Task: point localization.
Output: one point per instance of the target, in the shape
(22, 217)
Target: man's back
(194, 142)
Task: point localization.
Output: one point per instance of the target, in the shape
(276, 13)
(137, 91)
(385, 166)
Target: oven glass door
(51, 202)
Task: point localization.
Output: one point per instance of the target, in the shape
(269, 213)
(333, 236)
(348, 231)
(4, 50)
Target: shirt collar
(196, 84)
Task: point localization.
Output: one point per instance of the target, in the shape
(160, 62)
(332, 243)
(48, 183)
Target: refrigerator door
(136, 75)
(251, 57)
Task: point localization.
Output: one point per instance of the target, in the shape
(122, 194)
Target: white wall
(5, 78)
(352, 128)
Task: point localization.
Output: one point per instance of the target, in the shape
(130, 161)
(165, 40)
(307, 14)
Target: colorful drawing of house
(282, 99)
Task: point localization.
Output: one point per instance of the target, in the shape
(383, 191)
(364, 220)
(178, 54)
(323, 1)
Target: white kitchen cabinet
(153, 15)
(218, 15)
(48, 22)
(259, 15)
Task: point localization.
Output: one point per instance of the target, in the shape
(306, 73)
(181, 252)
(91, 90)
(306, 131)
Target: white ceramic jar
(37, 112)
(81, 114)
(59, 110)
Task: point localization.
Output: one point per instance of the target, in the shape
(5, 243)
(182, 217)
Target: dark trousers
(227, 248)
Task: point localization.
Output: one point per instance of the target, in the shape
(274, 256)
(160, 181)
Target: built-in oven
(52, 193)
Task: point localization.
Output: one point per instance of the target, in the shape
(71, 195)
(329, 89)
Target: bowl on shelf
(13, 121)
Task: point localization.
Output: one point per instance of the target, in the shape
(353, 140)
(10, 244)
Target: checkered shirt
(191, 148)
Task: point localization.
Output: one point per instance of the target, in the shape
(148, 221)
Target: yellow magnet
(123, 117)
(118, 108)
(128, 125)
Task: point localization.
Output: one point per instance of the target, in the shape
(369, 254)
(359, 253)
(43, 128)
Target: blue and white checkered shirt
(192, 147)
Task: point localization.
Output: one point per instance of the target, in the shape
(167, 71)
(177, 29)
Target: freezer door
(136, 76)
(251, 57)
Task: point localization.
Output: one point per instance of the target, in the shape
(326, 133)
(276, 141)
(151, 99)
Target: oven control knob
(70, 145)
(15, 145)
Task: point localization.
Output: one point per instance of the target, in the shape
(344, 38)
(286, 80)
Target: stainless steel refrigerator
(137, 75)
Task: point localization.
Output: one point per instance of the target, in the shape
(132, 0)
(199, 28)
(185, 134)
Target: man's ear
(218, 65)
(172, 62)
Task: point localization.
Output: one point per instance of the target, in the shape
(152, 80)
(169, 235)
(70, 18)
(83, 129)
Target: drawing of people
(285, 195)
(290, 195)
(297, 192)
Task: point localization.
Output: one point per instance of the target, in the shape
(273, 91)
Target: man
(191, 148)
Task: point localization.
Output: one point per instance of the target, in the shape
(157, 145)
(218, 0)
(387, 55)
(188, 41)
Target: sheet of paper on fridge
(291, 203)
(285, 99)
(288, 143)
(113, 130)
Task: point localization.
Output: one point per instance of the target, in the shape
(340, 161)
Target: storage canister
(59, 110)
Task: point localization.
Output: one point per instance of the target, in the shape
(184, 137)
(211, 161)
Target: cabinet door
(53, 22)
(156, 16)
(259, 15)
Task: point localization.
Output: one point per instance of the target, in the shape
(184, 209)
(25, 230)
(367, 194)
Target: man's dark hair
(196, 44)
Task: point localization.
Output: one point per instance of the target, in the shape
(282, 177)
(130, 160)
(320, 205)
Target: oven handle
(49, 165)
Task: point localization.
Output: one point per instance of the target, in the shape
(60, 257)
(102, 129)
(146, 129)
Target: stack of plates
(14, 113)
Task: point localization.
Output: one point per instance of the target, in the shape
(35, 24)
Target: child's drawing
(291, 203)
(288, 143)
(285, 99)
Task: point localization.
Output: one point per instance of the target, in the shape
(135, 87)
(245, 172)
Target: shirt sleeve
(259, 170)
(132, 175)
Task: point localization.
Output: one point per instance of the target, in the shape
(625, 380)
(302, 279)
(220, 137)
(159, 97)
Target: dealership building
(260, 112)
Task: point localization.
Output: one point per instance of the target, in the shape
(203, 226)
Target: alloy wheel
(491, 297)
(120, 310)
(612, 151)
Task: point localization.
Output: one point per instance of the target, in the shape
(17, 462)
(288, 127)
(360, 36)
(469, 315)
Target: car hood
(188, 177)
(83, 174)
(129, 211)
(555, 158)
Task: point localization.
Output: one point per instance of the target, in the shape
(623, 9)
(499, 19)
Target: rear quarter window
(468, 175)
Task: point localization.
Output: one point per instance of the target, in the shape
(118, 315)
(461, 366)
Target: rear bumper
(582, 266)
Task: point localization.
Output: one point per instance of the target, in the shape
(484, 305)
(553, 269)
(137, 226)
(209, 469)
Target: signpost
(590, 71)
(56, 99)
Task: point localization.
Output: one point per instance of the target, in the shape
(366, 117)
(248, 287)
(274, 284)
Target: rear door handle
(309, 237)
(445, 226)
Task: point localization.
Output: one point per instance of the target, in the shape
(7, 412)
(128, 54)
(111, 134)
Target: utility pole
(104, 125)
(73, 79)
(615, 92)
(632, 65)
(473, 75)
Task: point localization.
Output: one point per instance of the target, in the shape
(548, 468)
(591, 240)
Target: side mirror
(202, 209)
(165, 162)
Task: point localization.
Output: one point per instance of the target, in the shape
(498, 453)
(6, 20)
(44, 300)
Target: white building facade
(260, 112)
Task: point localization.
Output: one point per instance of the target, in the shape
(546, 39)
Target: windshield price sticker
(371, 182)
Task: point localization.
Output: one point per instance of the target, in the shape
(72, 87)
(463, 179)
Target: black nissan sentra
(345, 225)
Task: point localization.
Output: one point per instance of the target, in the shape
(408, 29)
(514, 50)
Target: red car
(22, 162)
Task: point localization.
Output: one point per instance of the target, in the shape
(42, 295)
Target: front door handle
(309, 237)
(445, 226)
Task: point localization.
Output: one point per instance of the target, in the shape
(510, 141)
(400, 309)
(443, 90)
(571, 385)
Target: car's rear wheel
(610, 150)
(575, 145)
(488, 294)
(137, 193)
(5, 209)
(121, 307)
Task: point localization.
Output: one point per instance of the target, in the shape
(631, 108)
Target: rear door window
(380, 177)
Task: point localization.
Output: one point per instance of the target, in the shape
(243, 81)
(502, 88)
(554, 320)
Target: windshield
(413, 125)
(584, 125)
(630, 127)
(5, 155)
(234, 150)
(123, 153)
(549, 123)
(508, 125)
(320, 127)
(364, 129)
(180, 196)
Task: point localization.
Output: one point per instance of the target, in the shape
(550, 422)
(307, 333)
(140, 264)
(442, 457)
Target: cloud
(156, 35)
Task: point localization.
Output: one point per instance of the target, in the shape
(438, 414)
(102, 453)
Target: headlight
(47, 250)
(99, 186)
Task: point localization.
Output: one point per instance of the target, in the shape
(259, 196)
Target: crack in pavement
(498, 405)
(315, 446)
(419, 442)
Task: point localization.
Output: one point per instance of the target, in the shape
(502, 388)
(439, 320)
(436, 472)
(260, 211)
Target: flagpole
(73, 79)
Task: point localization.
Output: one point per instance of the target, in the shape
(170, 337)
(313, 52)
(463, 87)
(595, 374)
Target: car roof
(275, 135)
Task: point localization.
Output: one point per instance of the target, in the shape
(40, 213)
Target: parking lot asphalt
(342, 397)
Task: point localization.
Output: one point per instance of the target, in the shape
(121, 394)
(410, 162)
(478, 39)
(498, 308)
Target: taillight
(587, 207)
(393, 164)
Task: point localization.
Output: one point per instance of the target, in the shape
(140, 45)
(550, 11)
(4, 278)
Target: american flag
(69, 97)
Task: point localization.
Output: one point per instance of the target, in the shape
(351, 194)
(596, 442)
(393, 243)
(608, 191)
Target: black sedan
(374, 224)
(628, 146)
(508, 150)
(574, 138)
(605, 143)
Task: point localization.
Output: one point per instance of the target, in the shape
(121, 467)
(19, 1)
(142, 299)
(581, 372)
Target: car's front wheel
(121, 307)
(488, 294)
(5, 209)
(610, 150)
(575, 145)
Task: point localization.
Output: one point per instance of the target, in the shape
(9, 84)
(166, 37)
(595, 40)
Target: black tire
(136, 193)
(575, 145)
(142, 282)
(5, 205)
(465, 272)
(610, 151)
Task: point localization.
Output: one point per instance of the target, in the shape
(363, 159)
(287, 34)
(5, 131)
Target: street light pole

★ ★ ★

**Stated goal**
Find each line in the listing above that contains the word "window" and copy it out. Case matters.

**The result**
Target: rear quarter window
Target: rear door window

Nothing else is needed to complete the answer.